### [What the exercise asks]
Scale the data starting at the line containing "We need ground-truth boxes for woman in" and ending at the line containing "[831,465,992,531]": write out only those lines, with the requests unchanged. In the answers, multiply every bounding-box coordinate by 1.45 and round to the nearest whole number, rounding halves up.

### [Entries supplied]
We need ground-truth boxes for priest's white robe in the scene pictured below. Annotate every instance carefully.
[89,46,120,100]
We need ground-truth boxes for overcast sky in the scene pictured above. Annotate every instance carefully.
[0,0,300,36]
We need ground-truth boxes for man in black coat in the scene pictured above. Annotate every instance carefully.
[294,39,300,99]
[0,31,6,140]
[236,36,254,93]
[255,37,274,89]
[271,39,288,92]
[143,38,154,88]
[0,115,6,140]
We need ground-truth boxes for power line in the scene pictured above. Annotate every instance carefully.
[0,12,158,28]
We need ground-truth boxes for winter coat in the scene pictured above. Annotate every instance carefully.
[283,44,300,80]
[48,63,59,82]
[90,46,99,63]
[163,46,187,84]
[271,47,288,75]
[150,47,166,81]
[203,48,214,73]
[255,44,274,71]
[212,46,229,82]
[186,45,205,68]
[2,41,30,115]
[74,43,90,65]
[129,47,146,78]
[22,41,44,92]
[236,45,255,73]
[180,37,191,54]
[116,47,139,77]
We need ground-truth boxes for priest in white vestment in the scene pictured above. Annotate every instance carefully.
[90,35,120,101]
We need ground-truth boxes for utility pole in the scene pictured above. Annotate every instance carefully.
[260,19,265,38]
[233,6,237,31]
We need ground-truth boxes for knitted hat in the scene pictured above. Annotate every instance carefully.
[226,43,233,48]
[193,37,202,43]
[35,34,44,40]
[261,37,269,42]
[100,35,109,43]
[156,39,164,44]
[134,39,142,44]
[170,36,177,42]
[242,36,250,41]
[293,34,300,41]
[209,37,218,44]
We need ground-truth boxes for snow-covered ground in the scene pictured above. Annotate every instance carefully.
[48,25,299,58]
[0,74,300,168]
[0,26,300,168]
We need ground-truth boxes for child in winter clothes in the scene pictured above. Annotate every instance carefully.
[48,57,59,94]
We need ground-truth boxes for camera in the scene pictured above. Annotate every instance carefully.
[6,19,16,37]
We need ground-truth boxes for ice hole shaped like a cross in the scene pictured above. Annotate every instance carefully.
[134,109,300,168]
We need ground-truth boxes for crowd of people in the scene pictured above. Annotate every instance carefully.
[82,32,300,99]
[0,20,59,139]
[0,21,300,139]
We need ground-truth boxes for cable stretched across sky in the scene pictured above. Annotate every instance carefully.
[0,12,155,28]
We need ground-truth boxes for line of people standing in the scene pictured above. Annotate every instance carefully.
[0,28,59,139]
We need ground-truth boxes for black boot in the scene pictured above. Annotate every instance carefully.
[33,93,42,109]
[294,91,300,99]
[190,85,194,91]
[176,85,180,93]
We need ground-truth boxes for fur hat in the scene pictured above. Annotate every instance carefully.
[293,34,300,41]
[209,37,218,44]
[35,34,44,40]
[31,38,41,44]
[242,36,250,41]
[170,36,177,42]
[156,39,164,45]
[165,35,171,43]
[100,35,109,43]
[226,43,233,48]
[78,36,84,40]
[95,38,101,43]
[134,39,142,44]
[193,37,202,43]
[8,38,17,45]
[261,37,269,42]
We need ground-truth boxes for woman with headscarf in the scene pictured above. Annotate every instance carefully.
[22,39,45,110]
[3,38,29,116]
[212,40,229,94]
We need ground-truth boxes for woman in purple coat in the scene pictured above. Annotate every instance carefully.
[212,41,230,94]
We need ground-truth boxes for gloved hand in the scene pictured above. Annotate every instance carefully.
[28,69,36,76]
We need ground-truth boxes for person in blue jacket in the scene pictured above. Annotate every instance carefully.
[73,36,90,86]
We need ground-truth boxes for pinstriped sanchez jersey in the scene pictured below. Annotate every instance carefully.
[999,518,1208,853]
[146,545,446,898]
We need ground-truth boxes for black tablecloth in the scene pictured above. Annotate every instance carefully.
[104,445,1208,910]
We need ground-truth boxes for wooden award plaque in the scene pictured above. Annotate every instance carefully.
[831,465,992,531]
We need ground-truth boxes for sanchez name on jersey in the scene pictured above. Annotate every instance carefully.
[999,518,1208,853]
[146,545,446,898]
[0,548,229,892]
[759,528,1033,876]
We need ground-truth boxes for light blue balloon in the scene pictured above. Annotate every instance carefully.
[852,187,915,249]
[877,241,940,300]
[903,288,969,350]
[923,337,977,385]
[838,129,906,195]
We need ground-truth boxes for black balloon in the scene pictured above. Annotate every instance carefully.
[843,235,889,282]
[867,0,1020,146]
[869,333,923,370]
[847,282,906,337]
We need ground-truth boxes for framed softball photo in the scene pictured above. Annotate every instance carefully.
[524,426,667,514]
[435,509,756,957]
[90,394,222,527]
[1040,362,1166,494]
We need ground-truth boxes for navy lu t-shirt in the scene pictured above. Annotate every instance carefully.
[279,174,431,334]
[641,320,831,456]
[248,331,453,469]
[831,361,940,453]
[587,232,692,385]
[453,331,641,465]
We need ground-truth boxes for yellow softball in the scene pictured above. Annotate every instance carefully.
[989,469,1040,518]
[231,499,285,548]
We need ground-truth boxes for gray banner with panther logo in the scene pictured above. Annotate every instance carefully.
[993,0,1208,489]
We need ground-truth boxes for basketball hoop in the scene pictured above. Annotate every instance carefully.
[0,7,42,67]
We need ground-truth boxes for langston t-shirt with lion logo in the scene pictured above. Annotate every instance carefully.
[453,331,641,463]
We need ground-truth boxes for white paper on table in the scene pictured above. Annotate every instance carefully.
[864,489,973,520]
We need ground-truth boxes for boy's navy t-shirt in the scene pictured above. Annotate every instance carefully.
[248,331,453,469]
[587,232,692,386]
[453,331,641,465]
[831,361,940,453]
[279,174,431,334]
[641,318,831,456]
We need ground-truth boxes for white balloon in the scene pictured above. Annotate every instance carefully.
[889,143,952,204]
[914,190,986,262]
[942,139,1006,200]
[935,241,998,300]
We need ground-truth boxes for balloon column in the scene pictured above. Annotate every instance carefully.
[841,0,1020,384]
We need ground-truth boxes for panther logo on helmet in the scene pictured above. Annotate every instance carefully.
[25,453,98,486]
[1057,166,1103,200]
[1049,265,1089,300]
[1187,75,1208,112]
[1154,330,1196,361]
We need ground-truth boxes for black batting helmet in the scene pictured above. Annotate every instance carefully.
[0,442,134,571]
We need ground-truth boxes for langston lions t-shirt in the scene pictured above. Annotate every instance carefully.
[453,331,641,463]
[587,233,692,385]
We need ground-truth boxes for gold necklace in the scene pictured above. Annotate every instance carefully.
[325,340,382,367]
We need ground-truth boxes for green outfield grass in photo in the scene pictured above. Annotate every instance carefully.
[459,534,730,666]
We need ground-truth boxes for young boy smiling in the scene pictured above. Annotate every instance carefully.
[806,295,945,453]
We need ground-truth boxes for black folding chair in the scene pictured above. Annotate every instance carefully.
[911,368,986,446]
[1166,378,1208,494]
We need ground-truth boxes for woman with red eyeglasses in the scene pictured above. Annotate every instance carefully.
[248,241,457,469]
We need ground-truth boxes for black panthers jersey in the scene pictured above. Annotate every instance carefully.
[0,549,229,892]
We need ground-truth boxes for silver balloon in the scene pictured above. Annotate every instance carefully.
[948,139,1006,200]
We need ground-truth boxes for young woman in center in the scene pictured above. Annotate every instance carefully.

### [Reply]
We need ground-truth boxes for woman in purple coat in the scene pictured above. Annotate every instance carefully.
[307,59,334,136]
We need ground-truth boxes for gloved hand in the scene pictured above. Annotate every instance carefully.
[41,100,52,110]
We need ground-truth boxes for person in blue jacket in the scene pictured above. Annotate every instance carefully.
[106,52,131,125]
We need ground-truth boxes for pinstriped sanchez jersey in the scene pictured below. Annotate every instance carefully.
[1449,751,1752,1237]
[212,790,647,1302]
We need ground-truth boxes for black tablecloth in the scene pictured above. Annotate every instance carefully.
[151,645,1752,1320]
We need ground-truth boxes for wooden award plaque in the scene pictured above. Annotate every instance carefully.
[1205,674,1438,770]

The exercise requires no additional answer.